** Work item **
Please extend the article below on how urologists are responding to the task force's PSA screening recommendation, picking up right after its last paragraph.

Most urologists say they've already seen reaction to the report's release and the resulting news coverage. Many are concerned that the USPSTF recommendation will give men another excuse to avoid the doctor's office.
In May, the U.S. Preventive Services Task Force (USPSTF) issued its final recommendation on the use of the PSA test as a screening tool for prostate cancer. The task force upheld its original grade D recommendation, saying there is no evidence the test helps reduce deaths from prostate cancer but significant evidence shows unnecessary testing and treatment can result in lasting harm to patients.
With the announcement coming in the middle of the AUA annual meeting, organized urology was armed with a prepared, consistent message of its own. The AUA called the statement "inappropriate and irresponsible." The question now is, what impact is the recommendation having on urologists in community practice?
Urology Times posed that question to practicing urologists across the country. We also asked: How are you addressing the new round of questions about PSA testing posed by confused patients? What are you telling referring physicians about the report? And how concerned are you that health insurers will cut reimbursement for PSA testing?

** Extracted records **
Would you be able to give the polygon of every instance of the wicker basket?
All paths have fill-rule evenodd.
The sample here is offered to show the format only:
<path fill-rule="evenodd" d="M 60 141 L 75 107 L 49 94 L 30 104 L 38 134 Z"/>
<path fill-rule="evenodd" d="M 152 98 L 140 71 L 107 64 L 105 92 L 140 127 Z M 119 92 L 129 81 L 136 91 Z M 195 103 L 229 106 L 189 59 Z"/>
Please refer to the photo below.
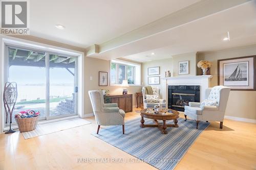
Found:
<path fill-rule="evenodd" d="M 19 132 L 25 132 L 35 130 L 37 125 L 39 116 L 31 118 L 16 118 L 15 120 L 18 125 Z"/>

** Answer to the problem **
Vincent Bivins, MD, in Homewood, AL, saw an immediate response.
"Patients canceled biopsies. Even patients with aggressive tumors scheduled for treatment are now concerned and want to delay treatment," Dr. Bivins said.
"In the studies the recommendations were based on, the average screening was just 5.8 years," he said. "You need at least 13 years of screening to see if there's a difference in prostate cancer mortality. They didn't allow enough time for the disease to progress to see if there's a difference in mortality [in screened and unscreened men].
"The second problem is that roughly half the patients that were used as non-PSA patients had actually had PSA tests, so the control group was contaminated."